● Input records
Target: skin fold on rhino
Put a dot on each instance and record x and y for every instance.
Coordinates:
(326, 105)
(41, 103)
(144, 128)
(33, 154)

● Job
Rewrite the records with "rhino" changed to "rhinoceros" and everything else left as it is.

● Response for this exercise
Target: skin fold on rhinoceros
Put a dot on each instance and record x and y for every instance.
Coordinates:
(326, 105)
(41, 103)
(144, 128)
(33, 154)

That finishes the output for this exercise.